* Rows from a dataset:

[BEGIN]

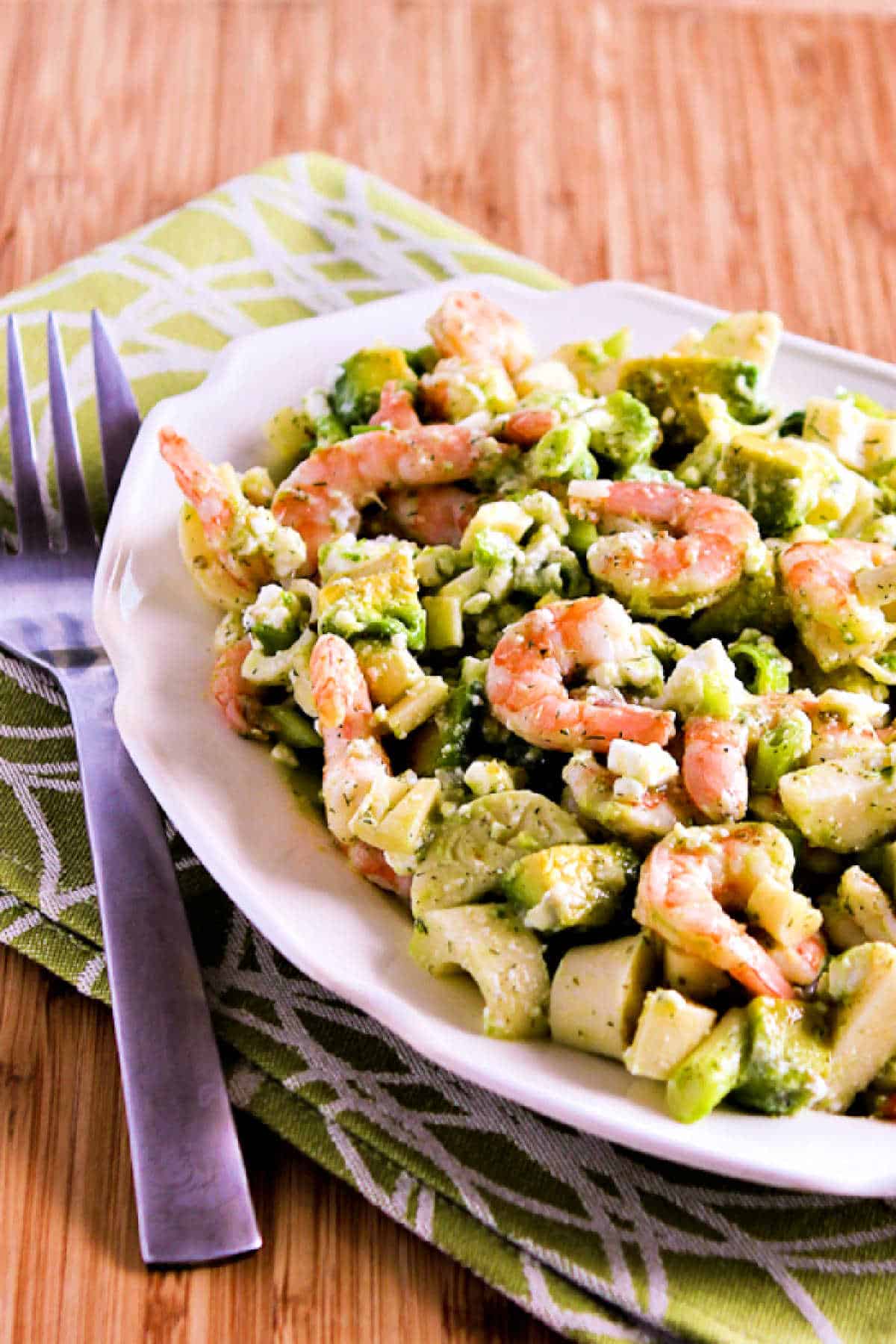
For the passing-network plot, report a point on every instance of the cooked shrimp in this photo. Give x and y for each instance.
(697, 557)
(435, 515)
(638, 820)
(472, 327)
(245, 538)
(323, 495)
(714, 768)
(839, 593)
(801, 965)
(354, 757)
(396, 408)
(695, 875)
(714, 764)
(527, 425)
(235, 695)
(532, 660)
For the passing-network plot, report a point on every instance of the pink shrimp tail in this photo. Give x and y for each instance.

[END]

* EXERCISE:
Retype all entries exactly as they appear, dropping the images.

* FINAL RESULT:
For the passing-network plot, report a point on every instance of the cooked shrimp in this photo. Give x and y for each instance.
(697, 557)
(435, 515)
(638, 820)
(472, 327)
(245, 538)
(323, 495)
(714, 768)
(839, 593)
(801, 965)
(354, 757)
(396, 408)
(695, 875)
(714, 764)
(527, 425)
(235, 695)
(532, 660)
For the passing-network plot, report a point on every instance of the pink shrimp tail in this photo. Give x and y for each instance.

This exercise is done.